What the task requires: Word for word, transcribe the lines below and drop the pictures.

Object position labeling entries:

"""

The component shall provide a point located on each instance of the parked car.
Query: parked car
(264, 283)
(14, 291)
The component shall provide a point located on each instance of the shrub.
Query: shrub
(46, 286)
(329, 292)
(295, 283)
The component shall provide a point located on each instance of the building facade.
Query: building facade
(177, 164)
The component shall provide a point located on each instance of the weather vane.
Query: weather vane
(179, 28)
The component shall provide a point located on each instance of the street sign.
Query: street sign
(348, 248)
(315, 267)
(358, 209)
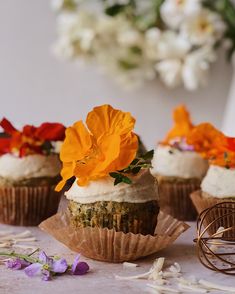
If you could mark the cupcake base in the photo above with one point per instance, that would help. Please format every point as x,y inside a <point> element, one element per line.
<point>109,245</point>
<point>175,199</point>
<point>27,206</point>
<point>124,216</point>
<point>223,214</point>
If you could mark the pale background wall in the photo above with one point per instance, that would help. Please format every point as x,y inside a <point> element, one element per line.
<point>35,86</point>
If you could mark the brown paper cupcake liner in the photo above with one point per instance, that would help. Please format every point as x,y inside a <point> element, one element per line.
<point>27,206</point>
<point>219,214</point>
<point>109,245</point>
<point>175,198</point>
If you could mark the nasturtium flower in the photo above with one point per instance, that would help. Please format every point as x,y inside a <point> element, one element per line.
<point>213,145</point>
<point>106,144</point>
<point>182,125</point>
<point>207,140</point>
<point>31,139</point>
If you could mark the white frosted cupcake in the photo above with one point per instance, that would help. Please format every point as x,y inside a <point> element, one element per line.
<point>178,168</point>
<point>29,170</point>
<point>218,186</point>
<point>114,188</point>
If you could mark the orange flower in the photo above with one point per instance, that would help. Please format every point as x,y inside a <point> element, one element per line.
<point>106,145</point>
<point>31,139</point>
<point>182,126</point>
<point>207,140</point>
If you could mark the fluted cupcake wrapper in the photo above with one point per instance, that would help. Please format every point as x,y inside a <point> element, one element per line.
<point>175,198</point>
<point>109,245</point>
<point>27,206</point>
<point>220,214</point>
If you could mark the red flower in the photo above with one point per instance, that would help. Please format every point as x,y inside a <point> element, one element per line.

"""

Result:
The component shall provide a point located on each instance of the parked car.
Query: parked car
(264, 283)
(14, 291)
The component shall provide a point located on each instance of the shrub.
Query: shrub
(46, 286)
(329, 292)
(295, 283)
The component shall provide a point located on each instance of the building facade.
Query: building facade
(177, 164)
The component shall provide a point located on each instance of the weather vane.
Query: weather vane
(179, 28)
The component shall provide a point located on each instance of the street sign.
Query: street sign
(348, 248)
(315, 267)
(358, 209)
If you could mark the cupcake base in the photo above with one point per instance, that would help. Please format every point as x,y inside a <point> element, one element per line.
<point>109,245</point>
<point>175,199</point>
<point>27,206</point>
<point>124,216</point>
<point>223,214</point>
If you could mark the pale background wall in the photo above with one point per instance, that would help. Please format every point as x,y inside a <point> element, one element per line.
<point>35,86</point>
If you could mark the brown paper cupcake liner in the photo above with one point per instance, that would help. Please format every point as x,y inside a <point> element, one element per line.
<point>27,206</point>
<point>219,214</point>
<point>109,245</point>
<point>175,198</point>
If you could mark the nasturtium flower in the photo above with one point per instance, that would help. Please format every point as x,y inside a <point> element, one element per line.
<point>213,145</point>
<point>106,144</point>
<point>182,125</point>
<point>207,140</point>
<point>31,139</point>
If you could mark the white frosted cupcake in the photo above with one point per instance, that would help. Please format every point as x,y inside a <point> element, one element per line.
<point>178,168</point>
<point>29,170</point>
<point>218,186</point>
<point>114,188</point>
If you could mark the orange flower in the photo above with one point per instance, that would help. Please format every point as x,y inside a <point> element, one element per line.
<point>106,145</point>
<point>31,139</point>
<point>182,126</point>
<point>207,140</point>
If you could mark the fluted cupcake wrapper in the photo above with one point per instance, that would help. Please format every point as x,y inside a <point> element, one element per line.
<point>175,198</point>
<point>109,245</point>
<point>27,206</point>
<point>220,214</point>
If you could mark the red flower in the photo above with one point per instance, that would help. Please format every point as x,y inside a <point> element, one element per line.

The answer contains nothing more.